• PROVIDED PASSAGE:

________________________________________

I commit about 48 hours per release of DF. My own personally strategy has developed pretty significantly.
I find that the wide variety of DF's options will suck you into a micromanagement frenzy. However, if you manage to stay strong, there is a very effective approach.
Using the Therapist app, I create a Serf class that has ALL non-quality based skills ticked on (and farming usually- Fishing, Wood Cutting, and Mining excluded). Most immigrants become serfs unless they have a quality-based skill (that is, skills that produce items with quality levels).
Then I set up one permanent squad and cycle all my serfs in 2-3 squads (so that their schedules alternate between training and serfing). All my non-serf units that aren't permanent soldiers become specialists or administrators, that just do whatever it is they're good at.
The dirty part of my strategy comes with the Embark. Now that Bituminous coal nets 8 units of coke, doing a minimalist* steel start-up with a weaponsmith can result in the production of a LOT of steel serrated discs. These babies can have 30k+ trade value. With just the starting ores you embark with, you can buy-out every trade caravan for about 5 years. This effectively means you could spend nearly all of your time building up a military force and laying traps everywhere. You only MIGHT need a fisherdwarf or a herbalist and a few serfs (which have brewing and fish cleaning because they aren't quality skills) to provide a buffer for food and drink if caravans don't bring enough.

________________________________________

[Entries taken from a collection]
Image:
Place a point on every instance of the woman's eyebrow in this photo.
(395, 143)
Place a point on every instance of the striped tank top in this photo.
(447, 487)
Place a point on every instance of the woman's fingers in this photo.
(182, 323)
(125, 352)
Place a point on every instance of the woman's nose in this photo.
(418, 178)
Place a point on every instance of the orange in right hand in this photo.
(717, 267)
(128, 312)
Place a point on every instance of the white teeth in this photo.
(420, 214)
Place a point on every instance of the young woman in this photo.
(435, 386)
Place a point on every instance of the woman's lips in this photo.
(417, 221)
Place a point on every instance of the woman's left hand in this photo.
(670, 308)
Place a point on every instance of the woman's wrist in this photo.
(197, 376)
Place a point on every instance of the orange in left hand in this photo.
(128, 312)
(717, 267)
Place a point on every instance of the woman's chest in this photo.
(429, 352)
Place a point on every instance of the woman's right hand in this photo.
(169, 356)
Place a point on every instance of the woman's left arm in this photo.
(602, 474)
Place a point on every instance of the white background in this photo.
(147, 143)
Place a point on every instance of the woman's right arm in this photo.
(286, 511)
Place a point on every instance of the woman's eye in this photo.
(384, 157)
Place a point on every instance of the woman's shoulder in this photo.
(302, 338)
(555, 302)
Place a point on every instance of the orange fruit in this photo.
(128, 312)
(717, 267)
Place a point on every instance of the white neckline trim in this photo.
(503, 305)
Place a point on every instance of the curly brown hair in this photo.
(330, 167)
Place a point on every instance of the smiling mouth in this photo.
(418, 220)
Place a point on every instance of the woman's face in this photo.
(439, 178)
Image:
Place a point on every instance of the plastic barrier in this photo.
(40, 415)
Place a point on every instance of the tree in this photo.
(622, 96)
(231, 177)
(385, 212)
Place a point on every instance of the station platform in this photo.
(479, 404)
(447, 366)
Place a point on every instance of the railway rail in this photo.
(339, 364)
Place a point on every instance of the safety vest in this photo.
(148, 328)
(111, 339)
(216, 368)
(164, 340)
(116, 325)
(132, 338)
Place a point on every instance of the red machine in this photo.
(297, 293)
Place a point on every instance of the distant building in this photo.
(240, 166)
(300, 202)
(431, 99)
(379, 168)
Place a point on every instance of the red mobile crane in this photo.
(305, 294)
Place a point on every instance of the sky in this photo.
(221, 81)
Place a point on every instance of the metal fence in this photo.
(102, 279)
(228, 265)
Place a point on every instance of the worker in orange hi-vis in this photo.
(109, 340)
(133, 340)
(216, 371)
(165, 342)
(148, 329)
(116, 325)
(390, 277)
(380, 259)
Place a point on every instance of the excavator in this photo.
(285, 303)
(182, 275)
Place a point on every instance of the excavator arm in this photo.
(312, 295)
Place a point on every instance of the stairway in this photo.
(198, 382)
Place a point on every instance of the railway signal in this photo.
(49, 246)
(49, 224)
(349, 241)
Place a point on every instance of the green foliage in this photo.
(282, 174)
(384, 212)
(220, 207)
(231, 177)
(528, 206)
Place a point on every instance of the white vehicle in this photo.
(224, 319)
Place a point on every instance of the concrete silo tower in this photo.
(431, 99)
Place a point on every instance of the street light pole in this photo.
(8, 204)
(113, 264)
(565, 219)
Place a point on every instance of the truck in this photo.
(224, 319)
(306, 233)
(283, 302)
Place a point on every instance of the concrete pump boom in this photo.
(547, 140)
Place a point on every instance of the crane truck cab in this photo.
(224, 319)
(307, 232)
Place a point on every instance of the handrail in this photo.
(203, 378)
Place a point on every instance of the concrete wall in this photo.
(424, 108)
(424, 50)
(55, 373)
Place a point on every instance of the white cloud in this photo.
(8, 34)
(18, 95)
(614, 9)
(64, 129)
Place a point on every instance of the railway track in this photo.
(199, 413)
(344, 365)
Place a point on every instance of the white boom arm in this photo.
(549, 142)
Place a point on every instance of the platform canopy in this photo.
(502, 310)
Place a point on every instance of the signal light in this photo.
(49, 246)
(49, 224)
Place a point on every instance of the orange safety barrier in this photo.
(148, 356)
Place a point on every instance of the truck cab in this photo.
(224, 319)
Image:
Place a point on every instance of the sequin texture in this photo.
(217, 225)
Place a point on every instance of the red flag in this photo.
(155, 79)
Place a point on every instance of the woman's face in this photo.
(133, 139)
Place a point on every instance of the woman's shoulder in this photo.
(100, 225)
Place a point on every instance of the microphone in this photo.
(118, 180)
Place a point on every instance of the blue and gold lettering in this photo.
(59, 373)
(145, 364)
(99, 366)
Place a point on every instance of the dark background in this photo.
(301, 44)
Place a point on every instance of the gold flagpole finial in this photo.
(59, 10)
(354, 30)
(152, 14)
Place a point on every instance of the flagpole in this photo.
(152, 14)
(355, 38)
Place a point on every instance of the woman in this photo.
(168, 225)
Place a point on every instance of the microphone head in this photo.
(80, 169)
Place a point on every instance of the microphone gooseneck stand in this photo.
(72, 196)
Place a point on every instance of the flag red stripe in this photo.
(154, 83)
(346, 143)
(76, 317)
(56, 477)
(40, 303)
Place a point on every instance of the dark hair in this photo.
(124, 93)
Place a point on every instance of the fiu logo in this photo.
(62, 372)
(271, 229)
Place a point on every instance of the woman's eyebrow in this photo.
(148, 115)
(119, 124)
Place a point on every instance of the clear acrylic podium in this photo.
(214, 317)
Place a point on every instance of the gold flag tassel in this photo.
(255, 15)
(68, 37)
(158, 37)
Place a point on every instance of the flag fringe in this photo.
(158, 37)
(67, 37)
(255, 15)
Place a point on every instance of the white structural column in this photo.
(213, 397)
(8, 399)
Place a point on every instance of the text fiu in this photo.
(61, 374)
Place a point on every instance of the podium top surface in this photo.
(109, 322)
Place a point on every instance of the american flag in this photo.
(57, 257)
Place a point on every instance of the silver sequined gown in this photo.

________________________________________

• WHAT THIS EXERCISE ASKS:
1 – In the post on DF strategy, how many units of coke does bituminous coal now yield?
2 – Rewrite the DF strategy post from "The dirty part" to "don't bring enough.", swapping "serrated discs" for "spiked balls".
3 – Write the next few sentences of the DF strategy post, picking up after its last sentence.

• RESULTS FOR THE EXERCISE:
1 – 8 units

2 –
The dirty part of my strategy comes with the Embark. Now that Bituminous coal nets 8 units of coke, doing a minimalist* steel start-up with a weaponsmith can result in the production of a LOT of steel spiked balls. These babies can have 30k+ trade value. With just the starting ores you embark with, you can buy-out every trade caravan for about 5 years. This effectively means you could spend nearly all of your time building up a military force and laying traps everywhere. You only MIGHT need a fisherdwarf or a herbalist and a few serfs (which have brewing and fish cleaning because they aren't quality skills) to provide a buffer for food and drink if caravans don't bring enough.

3 –
*Embark with ores in the following ratios
1 Limonite/Hematite
2 Marble
1 Bituminous Coal
From there, setting up industries is trivial- limited only by the number of serfs you have.
This is more or less the reason why I hate Dwarf Fortress. Once you learn all the tricks, the game is trivial and monotonous. There aren't any dynamic challenges. I embarked to a glacier with 4 biomes of evil and, doing the above strategy, had little trouble mastering all of the threats. All it does is take a lot of time to understand the intuitive methods to fortress design. Once you've learned it, the game itself isn't a ton of fun. You find yourself mundanely prospecting fortress locations and dig-designs. Because the game relies primarily on memorization, entering a state of 'flow' is aggravated by the need to set up all of the micro-components of an industry.
Then again, I'm not a fan of Sandbox games-- unless they have an interesting Narrative. DF has pretty good narrative- Artifact descriptions alone make the game worth playing, but once you understand the game there is little challenge, even in dangerous biomes.
The game itself, however, is very important. Learning how to play it and how to think like Toady is very useful.